------ Исходный фрагмент
А тут и не долго, вот уже и в камере. Ребята: "Ну, что?".
Говорить, не говорить?..
Я и действительно не помню: до пятнадцати лет - это точно. Но, конечно, и расстрел же есть.
Да, осмелели, не ожидал от них. Вот тебе - и варианты. На всякого мудреца довольно простоты.
((Сейчас по минутам восстановить нельзя. Но вызывали меня - ещё до 9 вечера. Жене позвонили: "ваш муж задержан" в 9.15. Заявка нашего посла министерству ин. дел ФРГ о том, что завтра утром он явится с важным заявлением, была довольно поздно вечером по-европейски, значит - ещё позже этого. Такое сопоставление не исключает, что мои первые тюремные часы и когда меня вызывал Маляров - ещё не до последней точки была у них высылка решена. (А если решена - нужна ли статья?) Ещё оставляли они себе шанс, что я дрогну - и можно будет начать выжимать из меня уступки? Если был такой расчёт, то каменность моя ленивая - задавила его.
Полукультурный голос в трубке предложил моей жене справки наводить по телефону завтра утром у следователя Балашова, того самого, к которому меня якобы вызывали. Вот и всё, арестован. Повесила трубку, - и снова уже другие набирали, разнося по Москве.)
Наконец, объявили в кормушку отбой. Ну, теперь побыстрей, это мы ловко когда-то умели: одеяла - откачены, куртку - прочь, брюки - прочь, да не очень-то: холодно, правда, ах, сволочи, замотали тулупчик! и носки шерстяные! Побыстрей. Так спешили обвиненье объявить - завтра, гляди, с утра и следствие покатят. И в общих движениях, в суматохе, незаметно, ботинки - под подушку - старый зэчий приём - для сохранности, а сейчас мне для высоты. Лампа бьёт, полотенцем накрыть глаза, на Лубянке не запрещали. А потребуют ли руку наружу?
– может, и нет. Спать! Дышать глубоко-глубоко-глубоко. (Чем дышать? в камере - не воздух, я забыл уже про такой.)
Нет, собачий сын, заметил, что под моей кроватью пусто, откинул кормушку:
– Опустите ботинки на пол!
Строил, строил подушку без них. Потом дышал глубоко. Заснул.
((Дети не засыпали, пугались шума, света, многих голосов. Всё новые приходили, и Сахаровская группа от прокуратуры. (А всё-таки вот это обилие бесстрашных сочувствующих в квартире арестованного - это новое время! Пропали вы, большевики, как ни считай!..) Из нашей квартиры Сахаров отвечал канадскому радио: "Арест Солженицына - месть за его книгу. Это оскорбление не только русской литературы, но и памяти погибших". К нам звонили Стокгольм, Амстердам, Гамбург, Париж, Нью-Йорк, гости брали трубку, подтверждали подробности. А в мыслях: если взяли заговорённого Солженицына - то кого теперь запретно взять? то кого заметут завтра?..
------------
Письменные задания>
• 1. Во сколько, согласно фрагменту об аресте, жене позвонили и сообщили, что муж задержан?
• 2. Напишите продолжение фрагмента об аресте, начиная сразу после его последней фразы.
------ Материал
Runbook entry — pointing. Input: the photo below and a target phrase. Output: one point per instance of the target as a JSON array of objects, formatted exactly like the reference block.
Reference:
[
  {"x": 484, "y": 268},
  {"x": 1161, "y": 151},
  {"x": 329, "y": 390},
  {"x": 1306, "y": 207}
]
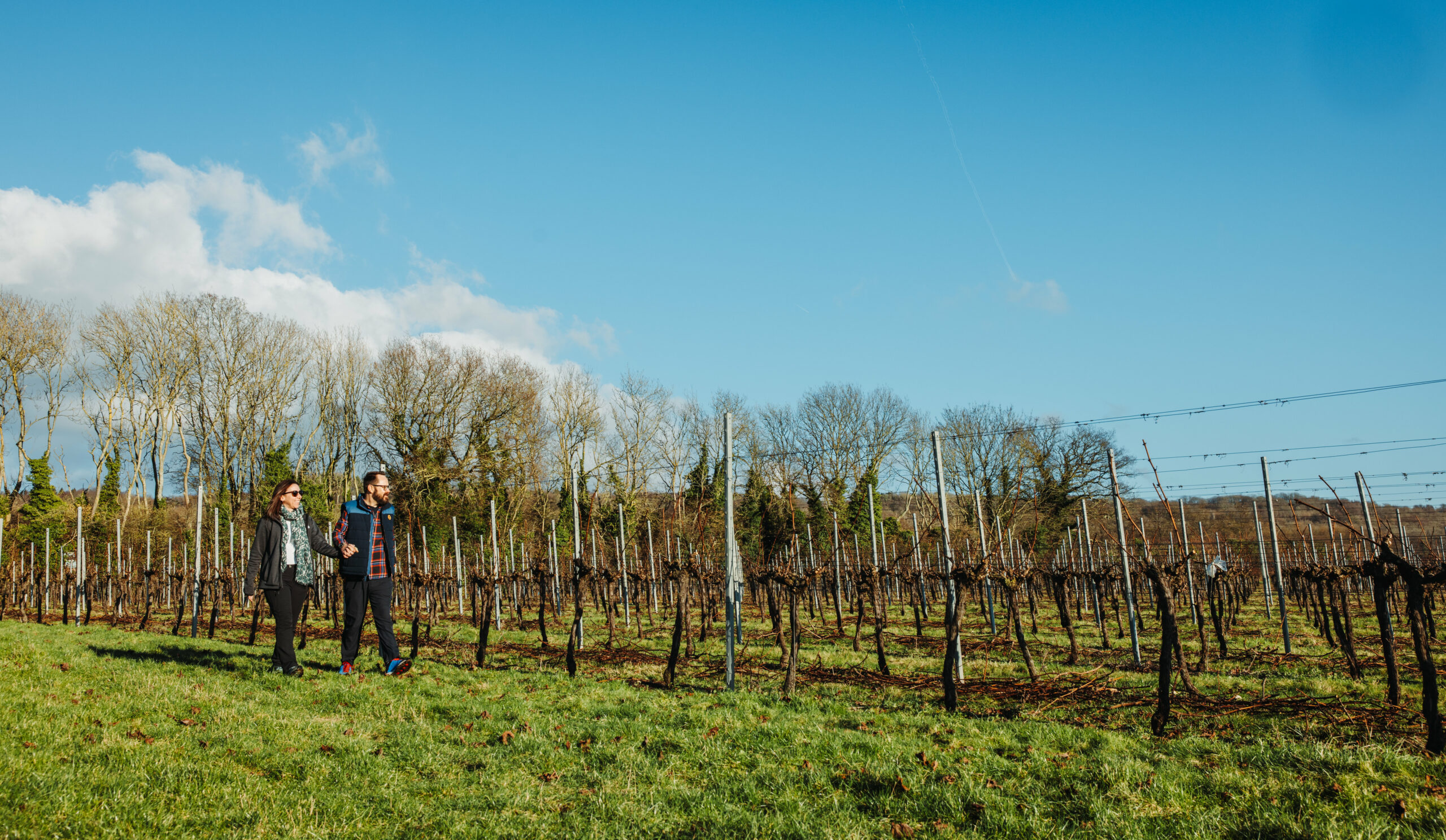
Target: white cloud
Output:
[
  {"x": 1046, "y": 295},
  {"x": 362, "y": 152},
  {"x": 128, "y": 239}
]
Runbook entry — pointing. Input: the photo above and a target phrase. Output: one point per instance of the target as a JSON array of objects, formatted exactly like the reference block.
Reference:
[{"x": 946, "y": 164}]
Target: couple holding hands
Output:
[{"x": 281, "y": 566}]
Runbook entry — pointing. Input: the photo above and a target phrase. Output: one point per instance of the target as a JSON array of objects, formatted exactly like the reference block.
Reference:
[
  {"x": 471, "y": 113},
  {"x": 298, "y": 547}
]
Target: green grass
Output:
[{"x": 117, "y": 733}]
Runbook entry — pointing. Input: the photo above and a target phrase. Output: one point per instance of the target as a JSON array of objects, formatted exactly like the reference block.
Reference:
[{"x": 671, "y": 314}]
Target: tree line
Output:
[{"x": 178, "y": 393}]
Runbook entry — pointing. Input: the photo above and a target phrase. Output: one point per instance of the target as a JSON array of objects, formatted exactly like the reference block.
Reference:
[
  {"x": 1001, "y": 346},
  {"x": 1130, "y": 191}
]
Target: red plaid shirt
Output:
[{"x": 378, "y": 567}]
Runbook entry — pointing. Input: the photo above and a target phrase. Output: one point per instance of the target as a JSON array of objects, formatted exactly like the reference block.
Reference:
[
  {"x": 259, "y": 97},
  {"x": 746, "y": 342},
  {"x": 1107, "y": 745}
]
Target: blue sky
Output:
[{"x": 1201, "y": 203}]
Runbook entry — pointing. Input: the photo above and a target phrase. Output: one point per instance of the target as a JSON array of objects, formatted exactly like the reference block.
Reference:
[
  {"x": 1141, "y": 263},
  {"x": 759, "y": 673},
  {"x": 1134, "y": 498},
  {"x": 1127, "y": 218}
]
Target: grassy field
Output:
[{"x": 123, "y": 733}]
------------
Набор ответов>
• 1. В 9.15.

• 2.
Кто не знал конспирации, не разделит этих колебаний мучительных: где лучше хранить? Унести? Оставить? Сейчас гостей так много - раздать? Всех, пожалуй, не похватают. Упустишь этот момент - а утром нагрянут и всё возьмут!? Но раздавать - людей губить. И удастся ли потом собрать? Ладно уж, пока не прояснится, понадеяться на захоронки домашние.))
С вечера заснуть не мудрено, мудрено заснуть после первого просыпа. Всё, что было плохое за день, прорывается в первом просыпе - и жжёт грудь, жжёт сердце, где тут спать. Не вздохи, не круговерть моего валютчика за головой, не куренье его всю ночь, ни даже лампа сатанячья, разрывающая глаза, - но свои просчеты, свои промахи, и откуда только выныривают они в ночной мозг, какой чередой подаются, подаются!
Больше всего зажгло: как там обыск идёт, у Али? Почему-то с вечера хватило мне впечатлений и событий, или заторможенность, - на домашний обыск я не стянулся тревогой. А сейчас - всё на нём, и всё - из моих ошибок. Зачем я дверь открыл?! Полчаса у нас быть могло на сжиганье, на сборы, на уговоры. Зачем я спешил уйти? Остались почти все, я тех, восьмерых, потом уже не видел, тот же Зверев и обыском руководит. И надо же так сложиться, два "Социализма" сразу - и Шафаревич при них, тут же. Портфель-то ещё, может, не даст, - но один экземпляр вынул мне на стол, и уже не успеет спрятать! Хорошо, взял мои статьи для Сборника - но другие экземпляры - на столе же прямо! и ещё других авторов проекты, полузаконченные, ай-ай-ай, пропал "Из-под Глыб", три года готовили - в прорву. Да! А письма с Запада!
– просто на столе, и искать не надо, только руку протяни! никогда ни одно не попадалось, а эти - прочтут, все карты открываем!. Да много может быть там... Да! Исправления к - Письму вождям", в последнюю ночь сделанные. Да хуже! К "Тихому Дону" последнее приложение - мало, что не отправим, но узнают всё! Да! Ещё одна плёнка, полуиспорченная, дубликат от прошлой отсылки, нужно было сжечь, я забыл за город взять, а в доме сложно палить уж этот трофей отдать совсем бессмысленно, совсем позорно. Да! А в несгораемом шкафу - ведь "Телёнок" весь! "Телёнок" весь, отпечатанный! реветь хочется на всю камеру, вертеться, бегать! Ведь годы так, лотерея: то кажется, у меня всего безопаснее, и собираем ко мне, то кажется - я горю, и тащим, везём куда-нибудь целый мешок, зарываем. Да "Декабристов" экземпляр не дома ли? А уж о Втором Узле и говорить нечего, и ленинские главы - всё это теперь в их руке. Боже мой, Боже, стоял как скала, 25 лет конспирации, одни успехи, одни успехи - и такой провал. И всего-то надо было им, на что никогда не решались по трусости, - просто прийти ко мне прямо. И всё.
Вздыхал бедняга-валютчик за моим изголовьем, крутился, жёгся, папиросы жёг. "Спи, - говорил я ему, - спи, силы всего нужней пригодятся." Нет, "кто продал?" - жгло его. Кроме своих промахов ещё предательство близких больше всего и жжёт всегда. А второй спал спокойно.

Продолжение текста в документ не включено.